**The data:**
------------------------------
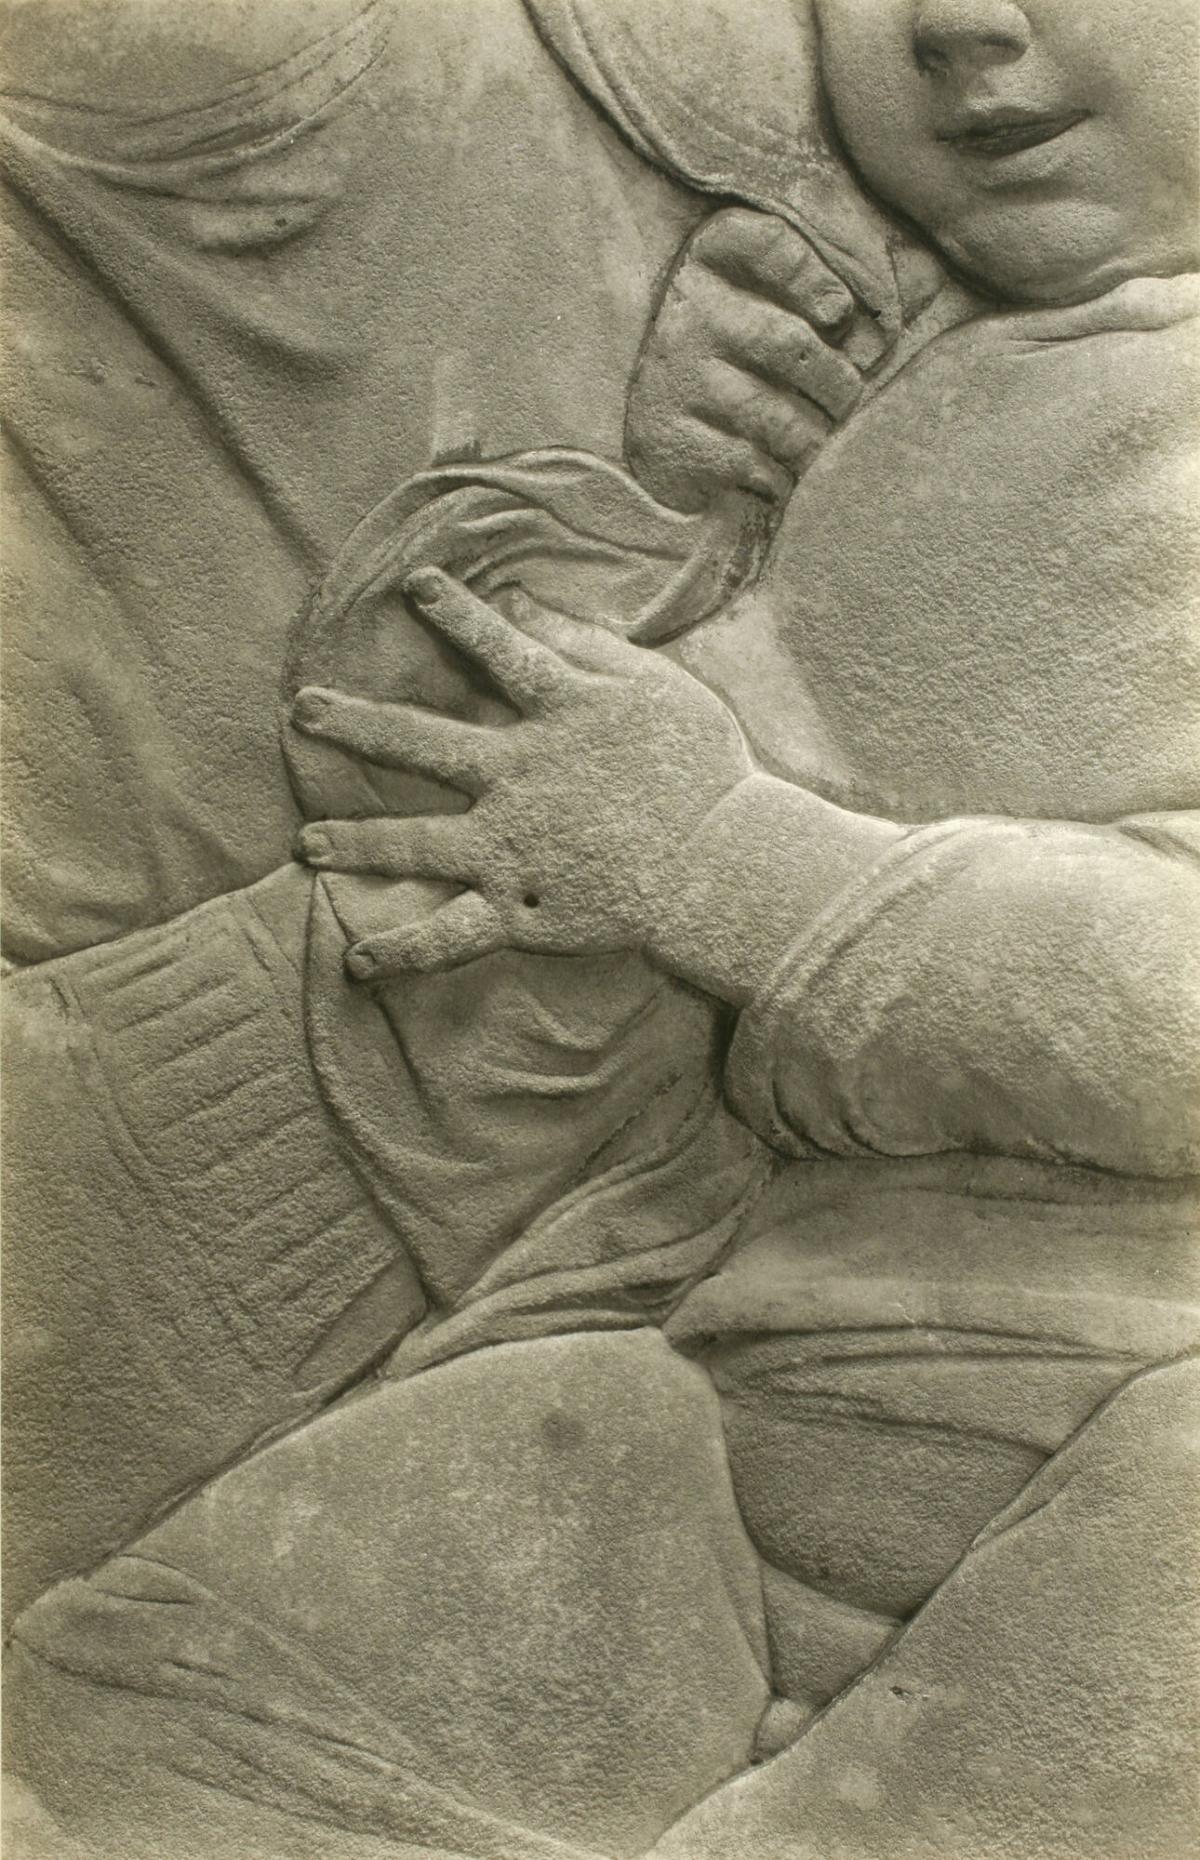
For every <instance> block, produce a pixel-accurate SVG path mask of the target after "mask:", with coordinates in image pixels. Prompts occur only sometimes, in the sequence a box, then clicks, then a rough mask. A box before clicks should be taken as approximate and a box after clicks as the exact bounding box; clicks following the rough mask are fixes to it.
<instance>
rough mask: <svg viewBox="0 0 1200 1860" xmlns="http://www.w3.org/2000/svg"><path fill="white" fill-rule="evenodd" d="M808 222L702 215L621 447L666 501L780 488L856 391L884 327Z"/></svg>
mask: <svg viewBox="0 0 1200 1860" xmlns="http://www.w3.org/2000/svg"><path fill="white" fill-rule="evenodd" d="M869 324H871V320H869V318H867V316H865V312H861V311H860V309H858V305H856V301H854V298H852V296H850V292H848V290H847V286H845V285H843V283H841V279H839V277H837V275H835V273H833V272H832V270H830V268H828V266H826V262H824V260H822V259H820V257H819V255H817V253H815V251H813V247H811V246H809V244H807V240H806V238H802V236H800V233H794V231H793V229H791V227H789V225H785V223H783V221H781V219H778V218H774V214H761V212H753V210H750V208H744V206H729V208H726V210H722V212H718V214H713V216H711V218H709V219H705V221H703V225H701V227H700V231H698V233H696V234H694V236H692V240H690V242H688V246H687V247H685V251H683V257H681V260H679V262H677V266H675V272H673V275H672V279H670V283H668V286H666V296H664V299H662V305H660V309H659V314H657V318H655V322H653V326H651V331H649V339H647V342H646V348H644V352H642V357H640V361H638V368H636V374H634V379H633V385H631V389H629V411H627V419H625V450H627V456H629V463H631V467H633V471H634V472H636V476H638V480H640V482H642V484H644V485H646V489H647V491H651V493H653V495H655V497H657V498H660V500H662V502H664V504H673V506H675V508H677V510H703V508H707V504H709V502H711V500H713V498H714V497H716V495H718V493H720V491H727V489H729V487H740V489H744V491H755V493H757V495H759V497H767V498H783V497H787V493H789V491H791V487H793V484H794V480H796V476H798V472H802V471H804V467H806V465H807V463H809V459H811V456H813V452H815V450H817V446H819V445H820V443H822V439H824V437H826V433H828V432H830V428H832V426H835V424H837V422H839V420H843V419H845V417H847V413H850V409H852V407H854V404H856V402H858V398H860V392H861V376H860V370H858V366H854V361H850V359H848V355H847V353H843V348H841V346H843V344H847V348H848V352H850V353H854V355H856V359H858V361H860V363H863V365H865V363H871V361H874V359H878V353H880V352H882V346H884V344H882V342H880V337H878V329H876V327H874V326H871V327H865V326H869Z"/></svg>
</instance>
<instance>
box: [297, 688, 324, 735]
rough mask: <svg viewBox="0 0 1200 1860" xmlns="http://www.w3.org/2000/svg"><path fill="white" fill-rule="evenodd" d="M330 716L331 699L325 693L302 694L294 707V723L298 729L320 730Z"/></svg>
mask: <svg viewBox="0 0 1200 1860" xmlns="http://www.w3.org/2000/svg"><path fill="white" fill-rule="evenodd" d="M327 716H329V699H327V697H326V694H324V692H301V694H300V697H298V699H296V703H294V705H292V722H294V724H296V725H298V729H320V727H322V724H324V722H326V718H327Z"/></svg>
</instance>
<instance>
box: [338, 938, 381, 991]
mask: <svg viewBox="0 0 1200 1860" xmlns="http://www.w3.org/2000/svg"><path fill="white" fill-rule="evenodd" d="M346 967H348V971H350V975H352V976H353V978H355V982H368V980H370V976H372V975H374V973H376V969H378V967H380V956H378V954H376V950H374V949H372V947H370V943H355V945H353V949H348V950H346Z"/></svg>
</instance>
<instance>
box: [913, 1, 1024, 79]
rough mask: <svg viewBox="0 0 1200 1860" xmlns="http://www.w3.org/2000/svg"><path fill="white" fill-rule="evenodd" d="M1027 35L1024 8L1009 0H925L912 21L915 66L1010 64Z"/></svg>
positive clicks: (1020, 46) (962, 69)
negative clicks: (914, 57) (1022, 7)
mask: <svg viewBox="0 0 1200 1860" xmlns="http://www.w3.org/2000/svg"><path fill="white" fill-rule="evenodd" d="M1029 39H1031V32H1029V20H1027V19H1025V13H1023V11H1021V7H1020V6H1010V4H1008V0H923V4H921V6H919V7H917V19H915V26H913V52H915V58H917V65H919V67H921V71H928V73H934V74H940V73H941V74H945V73H954V71H964V73H969V71H980V69H986V67H988V65H1010V63H1014V61H1016V60H1018V58H1023V54H1025V52H1027V50H1029Z"/></svg>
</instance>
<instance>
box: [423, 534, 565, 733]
mask: <svg viewBox="0 0 1200 1860" xmlns="http://www.w3.org/2000/svg"><path fill="white" fill-rule="evenodd" d="M404 593H406V595H407V597H409V601H413V603H415V604H417V608H419V610H420V614H422V616H424V618H426V619H428V621H430V625H432V627H435V629H437V632H441V634H445V638H447V640H450V644H452V645H458V649H460V651H463V653H467V657H469V658H474V660H476V664H480V666H484V670H486V671H487V673H491V677H493V679H495V683H497V684H499V688H500V690H502V692H504V696H506V697H508V699H510V701H512V703H513V705H515V707H517V709H519V711H538V709H540V707H541V705H543V703H549V701H553V699H554V697H556V696H560V694H562V692H566V690H567V686H569V684H571V677H573V668H571V666H569V664H567V662H566V660H564V658H562V655H560V653H556V651H554V647H553V645H547V644H543V642H540V640H532V638H530V636H528V634H525V632H521V629H519V627H513V623H512V621H510V619H504V616H502V614H497V610H495V606H487V603H486V601H480V599H478V597H476V595H473V593H471V590H469V588H463V584H461V582H458V580H454V577H452V575H445V573H443V569H435V567H424V569H415V571H413V573H411V575H409V577H407V578H406V582H404Z"/></svg>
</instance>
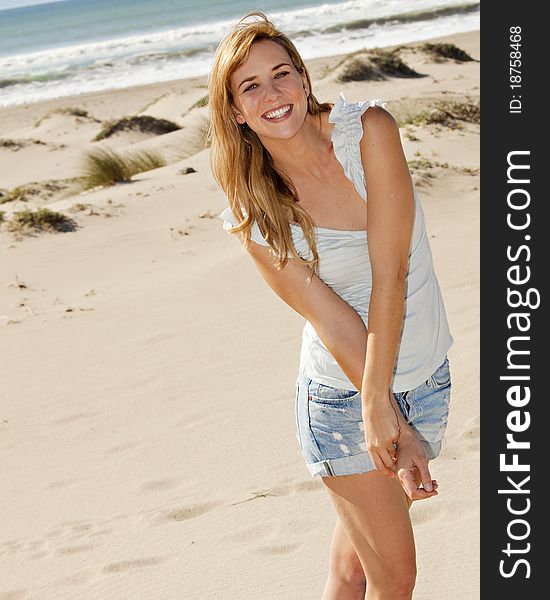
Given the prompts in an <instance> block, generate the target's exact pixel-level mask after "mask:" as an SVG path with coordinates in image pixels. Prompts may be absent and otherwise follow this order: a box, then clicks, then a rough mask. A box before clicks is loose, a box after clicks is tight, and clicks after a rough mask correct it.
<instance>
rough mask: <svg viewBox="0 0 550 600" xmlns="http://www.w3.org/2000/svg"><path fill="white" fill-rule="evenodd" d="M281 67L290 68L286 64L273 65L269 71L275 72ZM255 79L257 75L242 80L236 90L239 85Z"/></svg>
mask: <svg viewBox="0 0 550 600" xmlns="http://www.w3.org/2000/svg"><path fill="white" fill-rule="evenodd" d="M281 67H290V65H289V64H288V63H279V64H278V65H275V66H274V67H273V69H271V70H272V71H276V70H277V69H279V68H281ZM256 77H258V76H257V75H251V76H250V77H247V78H246V79H243V80H242V81H241V83H239V85H238V86H237V89H240V87H241V85H243V83H247V82H248V81H252V80H253V79H256Z"/></svg>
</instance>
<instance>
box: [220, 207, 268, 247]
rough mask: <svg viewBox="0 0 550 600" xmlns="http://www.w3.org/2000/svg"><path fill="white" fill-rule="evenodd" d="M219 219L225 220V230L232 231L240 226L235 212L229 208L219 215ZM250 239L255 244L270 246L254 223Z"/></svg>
mask: <svg viewBox="0 0 550 600" xmlns="http://www.w3.org/2000/svg"><path fill="white" fill-rule="evenodd" d="M218 217H219V218H220V219H223V228H224V229H231V228H232V227H235V226H236V225H238V224H239V222H238V221H237V219H236V218H235V215H234V214H233V211H232V210H231V209H230V208H229V206H228V207H227V208H225V209H224V210H223V211H222V212H221V213H220V214H219V215H218ZM250 239H251V240H252V241H254V242H257V243H258V244H261V245H262V246H269V244H268V242H267V241H266V239H265V238H264V236H263V235H262V233H261V231H260V228H259V227H258V224H257V223H253V225H252V232H251V234H250Z"/></svg>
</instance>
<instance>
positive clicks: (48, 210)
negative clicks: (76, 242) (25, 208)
mask: <svg viewBox="0 0 550 600" xmlns="http://www.w3.org/2000/svg"><path fill="white" fill-rule="evenodd" d="M5 227H6V229H7V230H8V231H11V232H13V233H20V234H25V233H34V232H39V231H74V230H75V229H76V227H77V224H76V221H74V219H71V218H70V217H67V216H66V215H64V214H63V213H59V212H56V211H53V210H50V209H48V208H39V209H38V210H30V209H24V210H20V211H18V212H15V213H14V214H13V215H12V217H11V219H9V220H8V221H5Z"/></svg>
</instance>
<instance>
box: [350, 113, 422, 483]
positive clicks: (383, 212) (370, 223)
mask: <svg viewBox="0 0 550 600" xmlns="http://www.w3.org/2000/svg"><path fill="white" fill-rule="evenodd" d="M363 132H364V133H363V138H362V140H361V144H360V147H361V158H362V163H363V169H364V172H365V180H366V185H367V196H368V198H367V200H368V201H367V239H368V248H369V255H370V262H371V269H372V292H371V298H370V304H369V314H368V338H367V351H366V358H365V371H364V374H363V381H362V387H361V397H362V400H363V420H364V422H365V436H366V442H367V447H368V450H369V452H370V454H371V457H372V459H373V462H374V464H375V466H376V468H377V470H379V471H382V472H387V469H386V467H389V468H392V467H394V466H395V460H396V452H395V447H394V443H397V442H398V440H399V439H400V436H401V435H404V433H405V432H404V431H403V429H404V426H403V424H402V423H401V426H400V423H399V421H398V418H397V414H396V409H395V404H394V403H393V402H392V393H391V389H390V382H391V379H392V375H393V369H394V365H395V361H396V356H397V348H398V345H399V340H400V336H401V328H402V325H403V311H404V304H405V295H406V275H407V270H408V261H409V248H410V242H411V236H412V229H413V222H414V195H413V187H412V182H411V177H410V173H409V168H408V165H407V161H406V159H405V155H404V152H403V147H402V145H401V138H400V135H399V128H398V126H397V124H396V122H395V120H394V118H393V117H392V116H391V115H390V113H388V112H387V111H385V110H384V109H383V108H379V107H371V108H369V109H368V110H367V111H366V112H365V113H364V114H363ZM405 427H406V429H410V428H409V427H408V426H405ZM407 433H410V431H409V432H407Z"/></svg>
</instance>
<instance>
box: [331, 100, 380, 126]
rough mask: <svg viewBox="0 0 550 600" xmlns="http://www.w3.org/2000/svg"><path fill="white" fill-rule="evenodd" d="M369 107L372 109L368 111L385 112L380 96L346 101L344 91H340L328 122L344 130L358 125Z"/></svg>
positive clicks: (365, 113)
mask: <svg viewBox="0 0 550 600" xmlns="http://www.w3.org/2000/svg"><path fill="white" fill-rule="evenodd" d="M369 108H372V109H373V110H372V111H369V112H371V113H377V112H381V113H387V111H386V103H385V102H382V100H381V99H380V98H373V99H372V100H361V101H359V102H348V101H347V100H346V98H345V96H344V92H340V96H339V97H338V100H337V101H336V103H335V104H334V106H333V107H332V110H331V111H330V114H329V117H328V120H329V123H333V124H334V126H335V129H336V130H345V129H348V128H353V127H354V126H355V127H356V126H360V125H361V122H362V117H363V115H365V114H366V113H367V111H368V109H369ZM387 114H389V113H387Z"/></svg>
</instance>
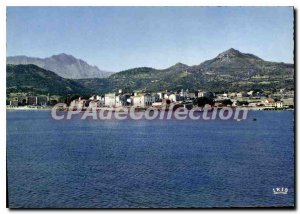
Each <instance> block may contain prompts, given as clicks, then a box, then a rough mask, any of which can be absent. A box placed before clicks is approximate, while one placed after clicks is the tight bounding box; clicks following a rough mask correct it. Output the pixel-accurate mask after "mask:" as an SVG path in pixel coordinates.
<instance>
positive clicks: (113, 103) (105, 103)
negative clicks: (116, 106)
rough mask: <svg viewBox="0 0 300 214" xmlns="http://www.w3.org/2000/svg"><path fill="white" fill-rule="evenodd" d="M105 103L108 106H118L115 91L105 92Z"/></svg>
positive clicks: (110, 106)
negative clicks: (116, 99) (114, 91)
mask: <svg viewBox="0 0 300 214" xmlns="http://www.w3.org/2000/svg"><path fill="white" fill-rule="evenodd" d="M104 104H105V106H107V107H115V106H116V94H115V93H108V94H105V97H104Z"/></svg>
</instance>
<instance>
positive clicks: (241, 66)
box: [7, 48, 294, 95]
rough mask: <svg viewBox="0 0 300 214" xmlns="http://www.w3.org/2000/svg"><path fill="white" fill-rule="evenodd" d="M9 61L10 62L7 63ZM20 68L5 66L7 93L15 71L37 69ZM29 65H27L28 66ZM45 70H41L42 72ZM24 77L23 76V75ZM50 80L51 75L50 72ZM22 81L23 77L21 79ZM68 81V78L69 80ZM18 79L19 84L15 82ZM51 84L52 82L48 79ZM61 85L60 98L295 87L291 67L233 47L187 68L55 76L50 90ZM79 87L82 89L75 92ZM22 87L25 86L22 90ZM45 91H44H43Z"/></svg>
mask: <svg viewBox="0 0 300 214" xmlns="http://www.w3.org/2000/svg"><path fill="white" fill-rule="evenodd" d="M8 62H9V61H8ZM20 66H21V67H20ZM24 66H25V65H19V67H18V66H17V67H16V66H15V67H12V65H8V66H7V67H8V69H7V72H8V75H7V76H8V79H7V82H8V83H7V86H8V90H11V89H13V90H14V91H18V90H22V89H21V88H22V87H23V86H24V83H22V81H19V80H18V76H20V75H21V72H20V71H18V72H16V71H15V70H16V69H18V70H22V69H24V70H27V71H28V70H30V69H33V70H37V69H38V68H37V67H32V66H31V67H26V66H25V67H24ZM27 66H30V65H27ZM41 69H42V68H41ZM43 70H44V69H43ZM47 72H50V71H47V70H44V71H43V72H42V73H43V75H40V77H35V78H37V79H35V81H32V82H26V87H27V89H28V87H29V88H30V87H31V90H33V91H43V90H41V89H43V86H42V85H41V86H40V85H37V83H38V82H39V78H41V80H40V81H46V79H47V74H46V73H47ZM24 75H25V74H24ZM26 75H27V77H26V78H27V79H31V78H32V76H33V75H34V71H32V72H31V73H29V72H27V73H26ZM51 76H52V78H54V76H53V72H52V73H51ZM22 78H23V79H25V77H24V76H23V77H22ZM69 78H70V77H69ZM16 80H18V81H19V82H17V81H16ZM49 81H52V80H49ZM60 83H61V85H63V86H64V87H66V88H69V89H70V90H65V91H64V90H62V91H61V92H60V94H59V95H64V94H66V93H68V94H70V93H71V94H74V93H79V94H80V93H94V94H103V93H107V92H113V91H117V90H118V89H125V88H127V89H129V90H140V91H160V90H180V89H190V90H199V89H202V90H209V91H213V92H222V91H223V92H224V91H246V90H256V89H259V90H274V89H279V88H290V89H293V87H294V65H293V64H288V63H278V62H269V61H264V60H263V59H261V58H259V57H257V56H255V55H253V54H248V53H242V52H240V51H238V50H235V49H233V48H231V49H229V50H227V51H224V52H222V53H220V54H219V55H217V56H216V57H215V58H213V59H211V60H207V61H205V62H203V63H200V64H199V65H194V66H188V65H185V64H183V63H177V64H175V65H173V66H171V67H169V68H166V69H155V68H150V67H139V68H133V69H128V70H124V71H121V72H117V73H114V74H112V75H110V76H109V77H106V78H82V79H73V80H68V79H65V78H62V79H61V77H60V76H58V75H56V77H55V81H53V84H52V86H53V87H56V86H57V87H59V86H60ZM21 86H22V87H21ZM78 87H79V88H81V90H80V89H79V91H78ZM23 88H24V87H23ZM44 91H46V90H44Z"/></svg>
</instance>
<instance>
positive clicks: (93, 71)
mask: <svg viewBox="0 0 300 214" xmlns="http://www.w3.org/2000/svg"><path fill="white" fill-rule="evenodd" d="M6 60H7V62H6V63H7V64H14V65H18V64H24V65H27V64H33V65H37V66H39V67H41V68H44V69H46V70H49V71H53V72H55V73H56V74H57V75H59V76H61V77H64V78H69V79H81V78H104V77H108V76H109V75H110V74H112V72H106V71H102V70H100V69H99V68H98V67H97V66H91V65H89V64H88V63H86V62H85V61H83V60H81V59H77V58H75V57H73V56H72V55H67V54H64V53H62V54H59V55H53V56H51V57H47V58H44V59H42V58H35V57H27V56H12V57H7V59H6Z"/></svg>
------------------------------
Restate word for word only the lines above from the line containing "positive clicks: (110, 106)" to the line containing "box: [7, 48, 294, 95]", both of them included.

positive clicks: (110, 106)
negative clicks: (116, 99) (114, 91)
mask: <svg viewBox="0 0 300 214" xmlns="http://www.w3.org/2000/svg"><path fill="white" fill-rule="evenodd" d="M104 104H105V106H107V107H115V106H116V94H115V93H108V94H105V97H104Z"/></svg>
</instance>
<instance>
positive clicks: (241, 66)
box: [7, 48, 294, 95]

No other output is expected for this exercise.